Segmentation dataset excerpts
◇ ◇ ◇ ◇ ◇

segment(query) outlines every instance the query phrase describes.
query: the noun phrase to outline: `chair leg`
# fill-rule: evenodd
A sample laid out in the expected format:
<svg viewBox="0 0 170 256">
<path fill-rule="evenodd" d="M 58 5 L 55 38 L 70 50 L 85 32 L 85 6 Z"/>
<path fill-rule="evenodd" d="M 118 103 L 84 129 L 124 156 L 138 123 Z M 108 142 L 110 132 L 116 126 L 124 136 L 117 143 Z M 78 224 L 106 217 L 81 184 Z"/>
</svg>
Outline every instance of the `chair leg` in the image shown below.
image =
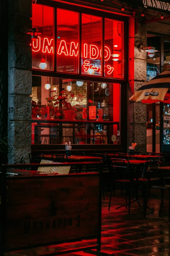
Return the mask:
<svg viewBox="0 0 170 256">
<path fill-rule="evenodd" d="M 130 189 L 129 190 L 129 210 L 128 213 L 130 213 L 130 209 L 131 208 L 131 198 L 132 193 L 132 183 L 130 184 Z"/>
<path fill-rule="evenodd" d="M 147 205 L 148 204 L 148 194 L 147 193 L 147 184 L 146 183 L 145 185 L 144 185 L 144 194 L 145 195 L 145 203 L 144 203 L 144 214 L 143 214 L 143 218 L 144 219 L 145 219 L 145 215 L 146 215 L 146 210 L 147 208 Z M 145 207 L 144 207 L 144 206 L 145 205 Z"/>
<path fill-rule="evenodd" d="M 162 209 L 162 206 L 163 204 L 163 196 L 164 195 L 164 190 L 163 189 L 162 193 L 162 196 L 161 198 L 161 206 L 160 206 L 160 211 L 159 211 L 159 217 L 161 217 L 161 210 Z"/>
<path fill-rule="evenodd" d="M 112 184 L 113 184 L 113 180 L 112 180 L 112 181 L 111 182 L 111 186 L 110 186 L 110 199 L 109 199 L 109 207 L 108 207 L 108 211 L 110 211 L 110 204 L 111 203 L 111 197 L 112 197 Z"/>
<path fill-rule="evenodd" d="M 104 200 L 105 199 L 105 193 L 104 193 L 104 187 L 103 186 L 103 184 L 102 183 L 102 190 L 103 190 L 103 200 Z"/>
<path fill-rule="evenodd" d="M 126 203 L 127 203 L 127 196 L 128 195 L 128 188 L 127 183 L 126 184 Z M 127 209 L 127 204 L 126 205 L 126 208 Z"/>
<path fill-rule="evenodd" d="M 169 190 L 169 218 L 168 221 L 170 221 L 170 190 Z"/>
</svg>

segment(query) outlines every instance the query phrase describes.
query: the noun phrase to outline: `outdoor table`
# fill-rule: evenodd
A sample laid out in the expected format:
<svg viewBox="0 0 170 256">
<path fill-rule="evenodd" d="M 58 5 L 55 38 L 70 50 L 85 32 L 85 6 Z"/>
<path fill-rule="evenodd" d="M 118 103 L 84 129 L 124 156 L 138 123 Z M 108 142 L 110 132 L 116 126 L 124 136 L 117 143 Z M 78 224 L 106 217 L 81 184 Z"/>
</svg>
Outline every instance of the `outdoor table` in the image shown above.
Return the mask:
<svg viewBox="0 0 170 256">
<path fill-rule="evenodd" d="M 133 203 L 134 202 L 136 201 L 139 205 L 140 206 L 140 204 L 141 204 L 143 205 L 143 203 L 140 201 L 139 201 L 138 200 L 138 179 L 139 179 L 139 174 L 140 170 L 140 168 L 141 166 L 143 167 L 145 163 L 145 162 L 147 161 L 146 160 L 129 160 L 129 162 L 130 164 L 132 164 L 133 165 L 133 167 L 134 168 L 134 167 L 136 167 L 136 198 L 134 199 L 134 200 L 132 201 L 131 202 L 131 203 Z M 125 206 L 127 204 L 128 204 L 128 203 L 124 204 L 123 205 L 121 205 L 120 206 L 119 206 L 118 207 L 116 208 L 116 209 L 118 209 L 120 208 L 120 207 L 122 207 L 123 206 Z M 153 209 L 151 209 L 149 206 L 147 206 L 147 208 L 151 211 L 153 211 Z"/>
<path fill-rule="evenodd" d="M 160 156 L 151 156 L 148 155 L 131 155 L 131 158 L 135 158 L 136 159 L 146 159 L 146 158 L 163 158 L 163 157 Z"/>
<path fill-rule="evenodd" d="M 51 155 L 44 155 L 44 159 L 50 160 L 51 159 Z M 102 157 L 91 157 L 88 156 L 68 156 L 68 159 L 69 160 L 71 160 L 72 162 L 72 161 L 74 161 L 76 160 L 76 161 L 98 161 L 99 160 L 102 160 Z M 55 158 L 54 158 L 54 160 L 55 160 Z"/>
</svg>

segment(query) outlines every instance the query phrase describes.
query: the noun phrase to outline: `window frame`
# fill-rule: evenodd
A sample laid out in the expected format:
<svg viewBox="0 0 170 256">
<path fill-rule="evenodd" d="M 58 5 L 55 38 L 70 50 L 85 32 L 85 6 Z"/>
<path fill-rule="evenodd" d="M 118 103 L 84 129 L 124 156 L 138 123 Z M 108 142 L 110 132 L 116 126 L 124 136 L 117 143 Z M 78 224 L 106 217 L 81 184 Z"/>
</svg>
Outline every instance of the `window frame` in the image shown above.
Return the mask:
<svg viewBox="0 0 170 256">
<path fill-rule="evenodd" d="M 123 74 L 123 78 L 115 78 L 111 77 L 108 77 L 104 76 L 104 69 L 102 67 L 104 67 L 104 47 L 102 47 L 102 74 L 101 76 L 89 76 L 81 74 L 81 58 L 79 58 L 79 72 L 77 74 L 71 73 L 67 73 L 64 72 L 60 72 L 57 71 L 57 9 L 64 9 L 73 11 L 77 11 L 80 14 L 79 15 L 79 24 L 81 24 L 81 14 L 85 13 L 87 14 L 93 15 L 94 11 L 93 9 L 82 7 L 80 7 L 76 6 L 73 6 L 71 4 L 64 4 L 58 2 L 49 1 L 49 0 L 39 0 L 38 4 L 36 4 L 43 5 L 54 8 L 54 55 L 53 55 L 53 70 L 43 70 L 38 69 L 32 68 L 31 70 L 32 72 L 32 74 L 35 76 L 48 76 L 53 77 L 62 78 L 64 76 L 64 78 L 69 78 L 70 79 L 75 79 L 77 80 L 88 80 L 90 79 L 91 80 L 96 82 L 101 81 L 105 82 L 106 82 L 120 83 L 121 83 L 123 81 L 126 81 L 127 79 L 127 70 L 126 67 L 126 64 L 127 64 L 127 54 L 128 50 L 127 46 L 128 45 L 127 43 L 127 33 L 128 31 L 128 22 L 127 17 L 122 16 L 117 14 L 113 14 L 112 13 L 107 12 L 104 11 L 101 11 L 96 10 L 95 11 L 95 15 L 101 17 L 102 18 L 102 45 L 104 45 L 105 43 L 105 18 L 110 19 L 112 20 L 117 20 L 120 22 L 123 22 L 123 54 L 122 56 L 122 59 L 123 60 L 122 64 L 122 70 Z M 79 26 L 79 52 L 81 52 L 82 47 L 82 29 L 81 26 Z M 89 78 L 91 77 L 90 78 Z M 102 80 L 103 79 L 103 80 Z"/>
</svg>

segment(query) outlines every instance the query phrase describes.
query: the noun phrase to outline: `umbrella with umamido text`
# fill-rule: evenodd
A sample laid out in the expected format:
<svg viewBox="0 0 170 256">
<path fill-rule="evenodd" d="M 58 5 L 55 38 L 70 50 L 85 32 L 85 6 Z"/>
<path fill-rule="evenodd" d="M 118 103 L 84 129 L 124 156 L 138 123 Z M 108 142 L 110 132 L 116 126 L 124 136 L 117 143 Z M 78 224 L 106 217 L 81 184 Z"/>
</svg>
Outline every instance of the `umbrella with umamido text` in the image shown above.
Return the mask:
<svg viewBox="0 0 170 256">
<path fill-rule="evenodd" d="M 141 87 L 129 99 L 142 103 L 170 103 L 170 69 L 163 72 Z"/>
</svg>

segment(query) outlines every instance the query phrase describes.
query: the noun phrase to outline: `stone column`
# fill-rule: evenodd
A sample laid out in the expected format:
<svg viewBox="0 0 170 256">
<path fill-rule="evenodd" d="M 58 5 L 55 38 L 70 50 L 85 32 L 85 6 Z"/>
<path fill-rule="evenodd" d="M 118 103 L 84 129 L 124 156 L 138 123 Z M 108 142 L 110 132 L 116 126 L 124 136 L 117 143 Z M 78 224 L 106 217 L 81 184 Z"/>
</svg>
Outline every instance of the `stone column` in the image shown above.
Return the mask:
<svg viewBox="0 0 170 256">
<path fill-rule="evenodd" d="M 146 53 L 140 52 L 138 46 L 140 43 L 146 45 L 146 26 L 129 18 L 127 145 L 136 143 L 136 151 L 143 152 L 146 152 L 146 104 L 130 102 L 129 99 L 146 82 Z"/>
<path fill-rule="evenodd" d="M 8 162 L 27 162 L 31 144 L 31 0 L 8 1 Z"/>
</svg>

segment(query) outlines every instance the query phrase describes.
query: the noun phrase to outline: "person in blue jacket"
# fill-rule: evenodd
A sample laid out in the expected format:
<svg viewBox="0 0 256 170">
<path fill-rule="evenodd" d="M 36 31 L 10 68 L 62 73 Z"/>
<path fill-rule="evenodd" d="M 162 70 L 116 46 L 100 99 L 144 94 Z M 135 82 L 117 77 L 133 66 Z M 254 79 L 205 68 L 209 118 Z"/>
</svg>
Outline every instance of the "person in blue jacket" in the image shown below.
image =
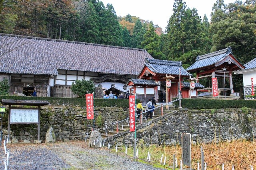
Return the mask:
<svg viewBox="0 0 256 170">
<path fill-rule="evenodd" d="M 36 95 L 36 90 L 34 90 L 33 91 L 33 94 L 32 94 L 32 96 L 34 97 L 37 97 L 37 95 Z"/>
</svg>

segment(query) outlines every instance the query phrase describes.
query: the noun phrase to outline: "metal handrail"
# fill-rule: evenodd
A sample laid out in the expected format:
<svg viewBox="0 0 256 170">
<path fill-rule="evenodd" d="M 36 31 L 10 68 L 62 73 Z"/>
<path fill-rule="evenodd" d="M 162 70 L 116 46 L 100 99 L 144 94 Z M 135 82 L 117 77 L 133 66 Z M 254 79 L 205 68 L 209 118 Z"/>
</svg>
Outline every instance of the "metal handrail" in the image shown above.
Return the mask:
<svg viewBox="0 0 256 170">
<path fill-rule="evenodd" d="M 160 107 L 163 107 L 164 106 L 165 106 L 165 105 L 168 105 L 168 104 L 171 104 L 171 103 L 173 103 L 173 102 L 175 102 L 175 101 L 178 101 L 178 100 L 181 100 L 181 99 L 182 99 L 182 98 L 179 98 L 179 99 L 176 99 L 176 100 L 174 100 L 174 101 L 170 101 L 170 102 L 169 102 L 169 103 L 166 103 L 166 104 L 164 104 L 164 105 L 161 105 L 161 106 L 158 106 L 157 107 L 154 107 L 154 108 L 153 109 L 150 109 L 150 110 L 147 110 L 147 111 L 144 111 L 144 112 L 142 112 L 142 113 L 140 113 L 140 114 L 139 114 L 137 115 L 141 115 L 141 114 L 143 114 L 143 113 L 146 113 L 146 112 L 149 112 L 149 111 L 152 111 L 152 110 L 155 109 L 156 109 Z M 122 122 L 123 122 L 123 121 L 126 121 L 126 120 L 128 120 L 128 119 L 130 119 L 130 117 L 128 117 L 128 118 L 126 118 L 126 119 L 125 119 L 122 120 L 122 121 L 119 121 L 116 122 L 116 123 L 112 123 L 112 124 L 111 125 L 106 125 L 106 126 L 105 126 L 105 127 L 104 127 L 101 128 L 99 128 L 99 129 L 98 129 L 95 130 L 96 130 L 96 131 L 99 131 L 99 130 L 101 130 L 101 129 L 103 129 L 104 128 L 106 128 L 106 127 L 109 127 L 109 126 L 112 126 L 112 125 L 115 125 L 115 124 L 118 124 L 118 123 L 120 123 Z"/>
</svg>

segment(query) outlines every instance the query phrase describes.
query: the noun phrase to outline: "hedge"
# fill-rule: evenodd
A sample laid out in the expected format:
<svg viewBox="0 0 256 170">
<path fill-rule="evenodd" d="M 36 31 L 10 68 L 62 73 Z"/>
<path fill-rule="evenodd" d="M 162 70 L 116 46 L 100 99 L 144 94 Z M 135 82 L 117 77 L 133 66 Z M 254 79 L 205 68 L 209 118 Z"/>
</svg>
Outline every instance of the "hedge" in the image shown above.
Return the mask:
<svg viewBox="0 0 256 170">
<path fill-rule="evenodd" d="M 32 97 L 30 96 L 0 96 L 0 99 L 47 101 L 54 106 L 86 106 L 85 98 Z M 140 100 L 136 100 L 138 103 Z M 95 99 L 95 107 L 129 107 L 127 99 Z"/>
<path fill-rule="evenodd" d="M 179 101 L 174 103 L 179 105 Z M 182 99 L 182 107 L 190 109 L 204 109 L 240 108 L 246 107 L 256 109 L 256 100 L 211 100 L 197 99 Z"/>
</svg>

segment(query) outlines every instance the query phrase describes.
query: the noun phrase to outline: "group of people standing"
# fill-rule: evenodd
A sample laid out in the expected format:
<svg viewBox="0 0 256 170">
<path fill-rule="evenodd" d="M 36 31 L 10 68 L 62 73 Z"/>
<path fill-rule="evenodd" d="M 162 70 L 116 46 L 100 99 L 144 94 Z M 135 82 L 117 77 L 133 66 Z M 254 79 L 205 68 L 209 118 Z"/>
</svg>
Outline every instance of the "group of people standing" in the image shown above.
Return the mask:
<svg viewBox="0 0 256 170">
<path fill-rule="evenodd" d="M 137 105 L 137 115 L 138 115 L 138 117 L 137 119 L 139 119 L 140 118 L 140 112 L 142 111 L 143 111 L 143 110 L 145 110 L 145 109 L 142 106 L 141 103 L 142 103 L 142 101 L 140 101 L 140 102 Z M 153 117 L 152 117 L 152 113 L 154 111 L 154 109 L 151 110 L 152 109 L 155 108 L 155 106 L 156 105 L 156 100 L 155 100 L 155 97 L 153 97 L 151 99 L 148 99 L 148 102 L 146 105 L 146 111 L 148 111 L 147 112 L 147 115 L 145 117 L 146 119 L 147 119 L 148 118 L 148 116 L 149 116 L 150 119 L 152 119 Z"/>
</svg>

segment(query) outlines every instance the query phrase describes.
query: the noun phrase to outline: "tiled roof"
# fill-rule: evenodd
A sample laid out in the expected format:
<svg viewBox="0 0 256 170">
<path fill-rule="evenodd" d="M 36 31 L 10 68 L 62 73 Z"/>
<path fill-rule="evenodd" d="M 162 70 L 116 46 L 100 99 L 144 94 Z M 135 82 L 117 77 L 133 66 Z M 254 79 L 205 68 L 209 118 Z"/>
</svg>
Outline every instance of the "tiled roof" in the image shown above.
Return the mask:
<svg viewBox="0 0 256 170">
<path fill-rule="evenodd" d="M 61 69 L 138 75 L 145 58 L 153 59 L 143 49 L 4 34 L 0 40 L 2 73 L 56 75 Z"/>
<path fill-rule="evenodd" d="M 159 85 L 158 83 L 156 82 L 154 80 L 144 80 L 142 79 L 134 79 L 131 78 L 129 81 L 131 81 L 134 85 Z"/>
<path fill-rule="evenodd" d="M 178 75 L 179 69 L 180 68 L 180 74 L 182 76 L 192 75 L 182 67 L 182 63 L 180 61 L 146 58 L 145 65 L 154 73 L 171 74 L 172 76 Z"/>
<path fill-rule="evenodd" d="M 189 88 L 189 82 L 182 82 L 182 83 L 184 85 L 184 87 Z M 204 86 L 199 83 L 195 83 L 195 88 L 197 89 L 202 89 L 203 88 L 204 88 Z"/>
<path fill-rule="evenodd" d="M 256 58 L 244 64 L 245 70 L 256 68 Z"/>
<path fill-rule="evenodd" d="M 198 70 L 200 68 L 212 65 L 221 61 L 229 54 L 232 54 L 232 50 L 230 47 L 217 51 L 213 53 L 198 56 L 196 60 L 192 65 L 186 69 L 188 71 Z"/>
</svg>

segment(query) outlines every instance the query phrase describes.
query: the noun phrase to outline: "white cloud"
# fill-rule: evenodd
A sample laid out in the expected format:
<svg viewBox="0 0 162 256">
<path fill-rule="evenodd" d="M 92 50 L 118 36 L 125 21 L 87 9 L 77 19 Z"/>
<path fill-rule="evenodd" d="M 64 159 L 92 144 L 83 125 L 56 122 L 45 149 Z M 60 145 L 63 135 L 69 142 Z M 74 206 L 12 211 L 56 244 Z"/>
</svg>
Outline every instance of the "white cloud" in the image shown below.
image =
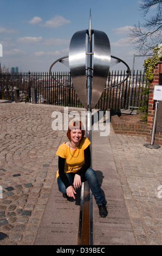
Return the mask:
<svg viewBox="0 0 162 256">
<path fill-rule="evenodd" d="M 0 34 L 5 33 L 5 34 L 15 34 L 18 33 L 18 31 L 16 29 L 11 29 L 10 28 L 6 28 L 3 27 L 0 27 Z"/>
<path fill-rule="evenodd" d="M 64 19 L 62 16 L 57 15 L 55 17 L 53 17 L 50 20 L 47 21 L 44 24 L 41 26 L 44 27 L 56 28 L 68 24 L 70 22 L 70 21 Z"/>
<path fill-rule="evenodd" d="M 36 24 L 38 24 L 40 22 L 43 21 L 42 19 L 41 19 L 40 17 L 34 17 L 30 21 L 28 21 L 28 23 L 29 24 L 32 24 L 33 25 L 35 25 Z"/>
<path fill-rule="evenodd" d="M 44 52 L 36 52 L 34 53 L 34 55 L 35 55 L 37 57 L 40 57 L 40 56 L 42 56 L 43 55 L 44 55 L 46 53 Z"/>
<path fill-rule="evenodd" d="M 114 31 L 116 34 L 127 34 L 129 32 L 130 28 L 132 28 L 131 26 L 126 26 L 121 28 L 112 28 L 112 31 Z"/>
<path fill-rule="evenodd" d="M 127 38 L 121 38 L 117 42 L 112 42 L 111 45 L 114 47 L 127 47 L 129 46 L 130 44 Z"/>
<path fill-rule="evenodd" d="M 40 42 L 42 41 L 42 36 L 32 37 L 32 36 L 24 36 L 23 38 L 19 38 L 17 39 L 18 42 L 21 44 L 35 44 L 36 42 Z"/>
<path fill-rule="evenodd" d="M 4 52 L 4 56 L 20 56 L 22 54 L 25 54 L 26 52 L 19 49 L 12 49 L 10 51 L 6 51 Z"/>
<path fill-rule="evenodd" d="M 69 44 L 70 40 L 66 39 L 59 39 L 57 38 L 49 38 L 45 39 L 43 42 L 43 45 L 61 45 Z"/>
</svg>

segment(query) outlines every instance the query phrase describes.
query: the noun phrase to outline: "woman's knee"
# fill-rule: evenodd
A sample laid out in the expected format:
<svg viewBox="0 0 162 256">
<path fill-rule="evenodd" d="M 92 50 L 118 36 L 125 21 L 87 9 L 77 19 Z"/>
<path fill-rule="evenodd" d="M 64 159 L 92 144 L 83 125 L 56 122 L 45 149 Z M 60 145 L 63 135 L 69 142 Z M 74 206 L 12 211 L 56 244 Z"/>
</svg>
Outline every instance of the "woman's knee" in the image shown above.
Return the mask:
<svg viewBox="0 0 162 256">
<path fill-rule="evenodd" d="M 66 193 L 66 186 L 64 186 L 63 182 L 61 180 L 60 177 L 58 177 L 57 178 L 57 184 L 59 191 L 62 193 L 63 194 Z"/>
<path fill-rule="evenodd" d="M 95 178 L 96 179 L 96 174 L 95 173 L 94 170 L 92 169 L 92 168 L 89 168 L 86 172 L 85 176 L 86 179 L 88 178 Z"/>
</svg>

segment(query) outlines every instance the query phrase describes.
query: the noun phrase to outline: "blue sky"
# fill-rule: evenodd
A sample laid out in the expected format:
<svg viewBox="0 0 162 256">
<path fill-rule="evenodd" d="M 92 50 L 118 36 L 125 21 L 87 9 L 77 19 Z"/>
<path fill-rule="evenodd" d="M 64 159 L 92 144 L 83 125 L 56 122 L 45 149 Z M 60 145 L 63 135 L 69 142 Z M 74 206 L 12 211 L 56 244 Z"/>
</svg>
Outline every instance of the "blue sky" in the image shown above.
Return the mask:
<svg viewBox="0 0 162 256">
<path fill-rule="evenodd" d="M 68 54 L 73 34 L 88 28 L 91 9 L 92 28 L 105 32 L 111 54 L 132 68 L 135 51 L 127 34 L 143 19 L 138 0 L 0 0 L 0 5 L 1 66 L 48 71 Z"/>
</svg>

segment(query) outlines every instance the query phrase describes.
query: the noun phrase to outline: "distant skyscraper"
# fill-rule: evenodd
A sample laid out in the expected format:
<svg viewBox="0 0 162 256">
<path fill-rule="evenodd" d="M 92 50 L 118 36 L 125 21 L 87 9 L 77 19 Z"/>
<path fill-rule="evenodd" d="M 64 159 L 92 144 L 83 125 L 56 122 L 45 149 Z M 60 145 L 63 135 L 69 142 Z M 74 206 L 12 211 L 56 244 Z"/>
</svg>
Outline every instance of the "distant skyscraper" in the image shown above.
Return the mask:
<svg viewBox="0 0 162 256">
<path fill-rule="evenodd" d="M 18 66 L 12 66 L 11 68 L 11 72 L 12 73 L 18 73 Z"/>
</svg>

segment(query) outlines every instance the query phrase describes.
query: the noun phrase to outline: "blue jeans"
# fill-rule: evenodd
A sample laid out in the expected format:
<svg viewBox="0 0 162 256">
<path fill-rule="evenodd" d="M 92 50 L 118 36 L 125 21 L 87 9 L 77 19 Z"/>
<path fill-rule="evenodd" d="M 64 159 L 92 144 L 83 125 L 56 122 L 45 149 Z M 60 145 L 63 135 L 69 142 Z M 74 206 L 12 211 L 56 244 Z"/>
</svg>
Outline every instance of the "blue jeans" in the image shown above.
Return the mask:
<svg viewBox="0 0 162 256">
<path fill-rule="evenodd" d="M 73 179 L 75 173 L 66 173 L 70 184 L 73 185 Z M 95 198 L 98 205 L 100 205 L 102 203 L 105 201 L 105 196 L 102 193 L 100 184 L 94 171 L 91 168 L 89 168 L 84 174 L 81 175 L 81 181 L 84 182 L 87 180 L 91 191 Z M 60 176 L 57 178 L 57 184 L 59 191 L 62 193 L 66 193 L 66 188 Z"/>
</svg>

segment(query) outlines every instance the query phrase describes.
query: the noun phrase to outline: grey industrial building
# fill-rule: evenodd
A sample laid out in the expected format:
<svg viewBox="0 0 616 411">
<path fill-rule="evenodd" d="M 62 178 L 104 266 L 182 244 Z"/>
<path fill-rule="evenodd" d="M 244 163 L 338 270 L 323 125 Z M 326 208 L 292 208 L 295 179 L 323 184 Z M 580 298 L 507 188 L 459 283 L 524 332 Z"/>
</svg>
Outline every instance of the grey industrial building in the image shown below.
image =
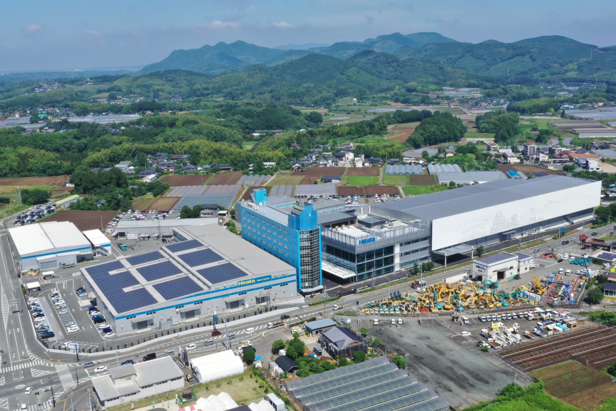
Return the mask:
<svg viewBox="0 0 616 411">
<path fill-rule="evenodd" d="M 228 316 L 254 305 L 303 302 L 293 267 L 224 227 L 172 232 L 174 242 L 160 251 L 81 269 L 84 287 L 117 334 L 211 320 L 214 312 Z"/>
<path fill-rule="evenodd" d="M 501 179 L 318 215 L 325 275 L 353 282 L 590 221 L 601 182 Z"/>
</svg>

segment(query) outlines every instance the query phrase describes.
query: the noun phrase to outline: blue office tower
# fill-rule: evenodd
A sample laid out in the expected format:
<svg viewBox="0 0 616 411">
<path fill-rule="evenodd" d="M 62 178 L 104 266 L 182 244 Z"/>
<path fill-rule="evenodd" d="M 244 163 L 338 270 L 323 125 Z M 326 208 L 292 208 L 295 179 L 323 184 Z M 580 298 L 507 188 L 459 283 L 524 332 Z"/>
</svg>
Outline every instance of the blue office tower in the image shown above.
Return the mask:
<svg viewBox="0 0 616 411">
<path fill-rule="evenodd" d="M 312 205 L 299 206 L 288 197 L 268 205 L 263 189 L 253 190 L 251 197 L 236 204 L 242 237 L 294 267 L 299 292 L 320 291 L 321 229 Z"/>
</svg>

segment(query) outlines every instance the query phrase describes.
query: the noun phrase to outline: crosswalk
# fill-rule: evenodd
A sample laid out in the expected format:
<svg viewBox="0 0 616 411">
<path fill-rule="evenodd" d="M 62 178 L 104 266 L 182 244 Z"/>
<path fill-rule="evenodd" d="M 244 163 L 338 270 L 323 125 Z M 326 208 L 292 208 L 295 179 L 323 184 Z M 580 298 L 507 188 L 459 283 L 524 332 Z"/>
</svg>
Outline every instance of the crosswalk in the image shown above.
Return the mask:
<svg viewBox="0 0 616 411">
<path fill-rule="evenodd" d="M 73 374 L 71 373 L 71 370 L 68 369 L 68 366 L 66 364 L 54 364 L 54 367 L 55 367 L 55 371 L 58 373 L 58 376 L 60 377 L 60 382 L 62 383 L 62 388 L 64 389 L 70 389 L 71 387 L 76 385 L 75 383 L 75 380 L 73 378 Z"/>
<path fill-rule="evenodd" d="M 55 396 L 57 397 L 58 396 Z M 43 403 L 36 404 L 33 405 L 28 406 L 28 411 L 41 411 L 41 410 L 47 410 L 51 408 L 51 406 L 54 405 L 53 401 L 50 398 L 47 401 Z M 8 407 L 7 407 L 8 409 Z M 16 409 L 15 410 L 12 410 L 11 411 L 22 411 L 23 409 Z"/>
<path fill-rule="evenodd" d="M 17 370 L 22 370 L 23 368 L 30 368 L 34 367 L 36 365 L 45 365 L 47 367 L 51 366 L 52 364 L 45 361 L 42 361 L 41 360 L 35 360 L 31 362 L 23 362 L 20 364 L 15 364 L 15 365 L 11 365 L 10 367 L 5 367 L 3 368 L 0 368 L 0 374 L 6 372 L 10 372 L 12 371 L 17 371 Z"/>
</svg>

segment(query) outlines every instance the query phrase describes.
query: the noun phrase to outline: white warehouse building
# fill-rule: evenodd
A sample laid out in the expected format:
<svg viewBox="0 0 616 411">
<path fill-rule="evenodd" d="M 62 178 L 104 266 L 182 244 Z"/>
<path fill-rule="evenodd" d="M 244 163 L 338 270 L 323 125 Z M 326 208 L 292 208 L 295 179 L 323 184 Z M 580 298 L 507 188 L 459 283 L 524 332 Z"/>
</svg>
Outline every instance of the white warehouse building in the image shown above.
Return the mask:
<svg viewBox="0 0 616 411">
<path fill-rule="evenodd" d="M 52 270 L 92 258 L 90 242 L 72 222 L 29 224 L 9 229 L 9 234 L 16 265 L 22 272 Z"/>
</svg>

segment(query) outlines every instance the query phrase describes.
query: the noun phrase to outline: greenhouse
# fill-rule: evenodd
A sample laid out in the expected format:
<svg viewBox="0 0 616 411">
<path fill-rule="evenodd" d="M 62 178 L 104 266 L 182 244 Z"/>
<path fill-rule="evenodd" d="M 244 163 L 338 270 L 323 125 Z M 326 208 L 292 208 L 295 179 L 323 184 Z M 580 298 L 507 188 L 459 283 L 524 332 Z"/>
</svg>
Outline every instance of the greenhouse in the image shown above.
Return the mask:
<svg viewBox="0 0 616 411">
<path fill-rule="evenodd" d="M 303 411 L 446 411 L 447 401 L 415 377 L 379 357 L 288 381 Z"/>
</svg>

◇ ◇ ◇ ◇ ◇

The task
Select every line of the items that contains the string "jeans", and copy each such line unchanged.

Exercise output
query: the noun phrase to outline: "blue jeans"
Outline every instance of the "blue jeans" in the image shown above.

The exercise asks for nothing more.